======== Dataset rows ========
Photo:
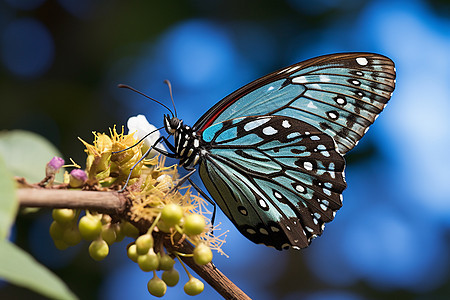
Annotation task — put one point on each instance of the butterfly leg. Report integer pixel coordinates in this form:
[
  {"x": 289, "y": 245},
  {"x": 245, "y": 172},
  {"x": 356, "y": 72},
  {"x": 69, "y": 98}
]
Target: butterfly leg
[
  {"x": 201, "y": 192},
  {"x": 145, "y": 155},
  {"x": 207, "y": 198}
]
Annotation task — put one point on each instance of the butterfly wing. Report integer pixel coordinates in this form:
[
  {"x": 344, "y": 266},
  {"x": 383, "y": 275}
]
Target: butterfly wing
[
  {"x": 341, "y": 94},
  {"x": 278, "y": 179}
]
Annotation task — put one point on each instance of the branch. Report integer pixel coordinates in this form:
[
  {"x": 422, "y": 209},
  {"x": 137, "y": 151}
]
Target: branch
[
  {"x": 102, "y": 202},
  {"x": 115, "y": 203}
]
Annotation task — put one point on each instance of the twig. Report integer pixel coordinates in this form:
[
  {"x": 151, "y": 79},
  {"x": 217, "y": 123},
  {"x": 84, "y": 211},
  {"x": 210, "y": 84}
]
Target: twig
[
  {"x": 103, "y": 202},
  {"x": 114, "y": 202}
]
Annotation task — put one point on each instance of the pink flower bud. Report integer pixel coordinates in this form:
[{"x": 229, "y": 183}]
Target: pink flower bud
[
  {"x": 77, "y": 178},
  {"x": 53, "y": 166}
]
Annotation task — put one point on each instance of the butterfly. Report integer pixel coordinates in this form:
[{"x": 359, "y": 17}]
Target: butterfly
[{"x": 271, "y": 154}]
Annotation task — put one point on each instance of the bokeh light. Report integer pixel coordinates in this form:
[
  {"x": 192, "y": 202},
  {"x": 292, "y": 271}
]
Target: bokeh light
[
  {"x": 390, "y": 239},
  {"x": 27, "y": 48}
]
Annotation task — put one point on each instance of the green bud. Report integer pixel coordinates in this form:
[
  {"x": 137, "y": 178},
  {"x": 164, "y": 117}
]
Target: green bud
[
  {"x": 98, "y": 249},
  {"x": 166, "y": 262},
  {"x": 144, "y": 243},
  {"x": 90, "y": 227},
  {"x": 148, "y": 262},
  {"x": 120, "y": 235},
  {"x": 171, "y": 277},
  {"x": 157, "y": 287},
  {"x": 108, "y": 234},
  {"x": 129, "y": 230},
  {"x": 132, "y": 253}
]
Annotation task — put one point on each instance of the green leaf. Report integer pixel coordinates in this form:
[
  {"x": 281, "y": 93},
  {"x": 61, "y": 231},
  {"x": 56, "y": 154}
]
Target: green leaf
[
  {"x": 27, "y": 153},
  {"x": 20, "y": 268},
  {"x": 8, "y": 201}
]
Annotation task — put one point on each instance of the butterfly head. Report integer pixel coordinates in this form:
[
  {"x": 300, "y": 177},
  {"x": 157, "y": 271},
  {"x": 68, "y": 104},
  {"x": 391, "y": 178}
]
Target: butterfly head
[{"x": 172, "y": 124}]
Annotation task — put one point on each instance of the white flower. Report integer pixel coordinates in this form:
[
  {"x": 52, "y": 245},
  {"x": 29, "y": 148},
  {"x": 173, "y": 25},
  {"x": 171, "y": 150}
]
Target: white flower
[{"x": 141, "y": 127}]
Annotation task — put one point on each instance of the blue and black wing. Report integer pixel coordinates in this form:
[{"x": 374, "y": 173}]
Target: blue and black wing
[
  {"x": 340, "y": 94},
  {"x": 278, "y": 179}
]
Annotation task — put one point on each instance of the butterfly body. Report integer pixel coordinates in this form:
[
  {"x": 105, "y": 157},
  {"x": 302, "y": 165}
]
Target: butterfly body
[{"x": 271, "y": 153}]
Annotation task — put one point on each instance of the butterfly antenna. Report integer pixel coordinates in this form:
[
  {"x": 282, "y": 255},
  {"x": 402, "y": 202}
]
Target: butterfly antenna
[
  {"x": 171, "y": 96},
  {"x": 137, "y": 143},
  {"x": 148, "y": 97}
]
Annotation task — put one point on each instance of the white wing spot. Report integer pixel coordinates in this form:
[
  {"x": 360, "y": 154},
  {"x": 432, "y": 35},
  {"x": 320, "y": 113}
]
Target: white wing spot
[
  {"x": 362, "y": 61},
  {"x": 263, "y": 231},
  {"x": 332, "y": 115},
  {"x": 300, "y": 188},
  {"x": 325, "y": 153},
  {"x": 256, "y": 123},
  {"x": 292, "y": 69},
  {"x": 324, "y": 78},
  {"x": 251, "y": 231},
  {"x": 311, "y": 105},
  {"x": 299, "y": 79},
  {"x": 262, "y": 203},
  {"x": 269, "y": 130},
  {"x": 340, "y": 101},
  {"x": 293, "y": 135},
  {"x": 308, "y": 166}
]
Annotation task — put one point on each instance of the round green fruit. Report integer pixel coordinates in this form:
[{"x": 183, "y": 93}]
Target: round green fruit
[
  {"x": 98, "y": 249},
  {"x": 171, "y": 277},
  {"x": 148, "y": 262},
  {"x": 90, "y": 227},
  {"x": 157, "y": 287}
]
========
- What needs to be done
Please turn every line of the records above into a JSON list of strings, one string per line, with blank lines and the pictures left out.

- Finished answer
[
  "Photo:",
  "Annotation task — put one point on each instance of the butterfly leg. Report integer pixel coordinates in this form:",
  "[",
  "  {\"x\": 289, \"y\": 245},",
  "  {\"x\": 245, \"y\": 172},",
  "  {\"x\": 356, \"y\": 72},",
  "  {\"x\": 69, \"y\": 98}",
  "]",
  "Target: butterfly leg",
  "[",
  "  {\"x\": 201, \"y\": 192},",
  "  {\"x\": 145, \"y\": 155},",
  "  {\"x\": 207, \"y\": 198}",
  "]",
  "Annotation task — put one point on each instance of the butterfly wing. Report integer pixel coordinates in this form:",
  "[",
  "  {\"x\": 344, \"y\": 266},",
  "  {\"x\": 383, \"y\": 275}",
  "]",
  "Target: butterfly wing",
  "[",
  "  {\"x\": 341, \"y\": 94},",
  "  {\"x\": 278, \"y\": 179}",
  "]",
  "Annotation task — put one point on each instance of the branch. Report integer pixel coordinates in this form:",
  "[",
  "  {\"x\": 422, \"y\": 209},",
  "  {\"x\": 137, \"y\": 151}",
  "]",
  "Target: branch",
  "[",
  "  {\"x\": 102, \"y\": 202},",
  "  {\"x\": 115, \"y\": 203}",
  "]",
  "Annotation task — put one point on each instance of the twig. Report integer pixel coordinates in this form:",
  "[",
  "  {\"x\": 151, \"y\": 79},",
  "  {\"x\": 217, \"y\": 123},",
  "  {\"x\": 84, \"y\": 211},",
  "  {\"x\": 210, \"y\": 84}",
  "]",
  "Target: twig",
  "[",
  "  {\"x\": 103, \"y\": 202},",
  "  {\"x\": 114, \"y\": 202}",
  "]",
  "Annotation task — put one point on each instance of the pink flower bud. Report integer pixel coordinates in this form:",
  "[{\"x\": 229, \"y\": 183}]",
  "Target: pink flower bud",
  "[",
  "  {\"x\": 77, \"y\": 178},",
  "  {\"x\": 53, \"y\": 166}",
  "]",
  "Annotation task — put one point on each instance of the butterfly. Report integer pixel coordinates in this form:",
  "[{\"x\": 359, \"y\": 17}]",
  "Target: butterfly",
  "[{\"x\": 271, \"y\": 154}]",
  "Annotation task — put one point on each instance of the bokeh light. Report integer pixel coordinates in this form:",
  "[",
  "  {\"x\": 192, \"y\": 202},",
  "  {\"x\": 292, \"y\": 271}",
  "]",
  "Target: bokeh light",
  "[",
  "  {\"x\": 390, \"y\": 239},",
  "  {\"x\": 27, \"y\": 48}",
  "]",
  "Annotation task — put one point on each instance of the green bud. Report integer pixel coordinates in this form:",
  "[",
  "  {\"x\": 137, \"y\": 178},",
  "  {\"x\": 164, \"y\": 117}",
  "]",
  "Target: green bud",
  "[",
  "  {\"x\": 98, \"y\": 249},",
  "  {\"x\": 166, \"y\": 262},",
  "  {\"x\": 144, \"y\": 243},",
  "  {\"x\": 90, \"y\": 227},",
  "  {\"x\": 148, \"y\": 262},",
  "  {\"x\": 120, \"y\": 235},",
  "  {\"x\": 171, \"y\": 277},",
  "  {\"x\": 157, \"y\": 287},",
  "  {\"x\": 108, \"y\": 234},",
  "  {\"x\": 129, \"y\": 230},",
  "  {\"x\": 132, \"y\": 253}",
  "]",
  "Annotation task — put one point on each instance of the green leaf. Report integer pixel coordinates in this form:",
  "[",
  "  {\"x\": 281, \"y\": 93},",
  "  {\"x\": 61, \"y\": 231},",
  "  {\"x\": 56, \"y\": 154}",
  "]",
  "Target: green leaf",
  "[",
  "  {\"x\": 27, \"y\": 153},",
  "  {\"x\": 20, \"y\": 268},",
  "  {\"x\": 8, \"y\": 201}",
  "]",
  "Annotation task — put one point on each instance of the butterfly head. Report integer pixel coordinates in this form:",
  "[",
  "  {\"x\": 300, \"y\": 177},",
  "  {\"x\": 157, \"y\": 271},",
  "  {\"x\": 68, \"y\": 104},",
  "  {\"x\": 391, \"y\": 178}",
  "]",
  "Target: butterfly head",
  "[{\"x\": 172, \"y\": 124}]",
  "Annotation task — put one point on each instance of the white flower. Report integer pixel coordinates in this form:",
  "[",
  "  {\"x\": 52, \"y\": 245},",
  "  {\"x\": 29, \"y\": 148},",
  "  {\"x\": 173, \"y\": 25},",
  "  {\"x\": 171, \"y\": 150}",
  "]",
  "Target: white flower",
  "[{\"x\": 141, \"y\": 127}]",
  "Annotation task — put one point on each instance of the blue and black wing. Report integer pixel coordinates in this form:",
  "[{\"x\": 374, \"y\": 173}]",
  "Target: blue and black wing",
  "[",
  "  {\"x\": 340, \"y\": 94},",
  "  {\"x\": 278, \"y\": 179}",
  "]",
  "Annotation task — put one point on each instance of the butterfly body. Report integer pixel coordinates in this form:",
  "[",
  "  {\"x\": 105, \"y\": 157},",
  "  {\"x\": 302, \"y\": 165}",
  "]",
  "Target: butterfly body",
  "[{\"x\": 271, \"y\": 153}]",
  "Annotation task — put one point on each instance of the butterfly antenna. Report integer pixel coordinates in this form:",
  "[",
  "  {\"x\": 282, \"y\": 255},",
  "  {\"x\": 402, \"y\": 202}",
  "]",
  "Target: butterfly antenna",
  "[",
  "  {\"x\": 171, \"y\": 96},",
  "  {\"x\": 137, \"y\": 143},",
  "  {\"x\": 148, \"y\": 97}",
  "]",
  "Annotation task — put one point on each instance of the white wing spot. Report integer pixel coordinates in this form:",
  "[",
  "  {\"x\": 360, \"y\": 154},",
  "  {\"x\": 432, \"y\": 35},",
  "  {\"x\": 320, \"y\": 113}",
  "]",
  "Target: white wing spot",
  "[",
  "  {\"x\": 362, \"y\": 61},",
  "  {\"x\": 263, \"y\": 231},",
  "  {\"x\": 332, \"y\": 115},",
  "  {\"x\": 300, \"y\": 188},",
  "  {\"x\": 325, \"y\": 153},",
  "  {\"x\": 256, \"y\": 123},",
  "  {\"x\": 292, \"y\": 69},",
  "  {\"x\": 324, \"y\": 78},",
  "  {\"x\": 251, \"y\": 231},",
  "  {\"x\": 311, \"y\": 105},",
  "  {\"x\": 299, \"y\": 79},",
  "  {\"x\": 262, \"y\": 203},",
  "  {\"x\": 269, \"y\": 130},",
  "  {\"x\": 340, \"y\": 101},",
  "  {\"x\": 293, \"y\": 135},",
  "  {\"x\": 308, \"y\": 166}",
  "]",
  "Annotation task — put one point on each instance of the round green fruit. Report integer pixel coordinates in this form:",
  "[{\"x\": 183, \"y\": 93}]",
  "Target: round green fruit",
  "[",
  "  {\"x\": 98, \"y\": 249},",
  "  {\"x\": 171, \"y\": 277},",
  "  {\"x\": 148, \"y\": 262},",
  "  {\"x\": 90, \"y\": 227},",
  "  {\"x\": 157, \"y\": 287}",
  "]"
]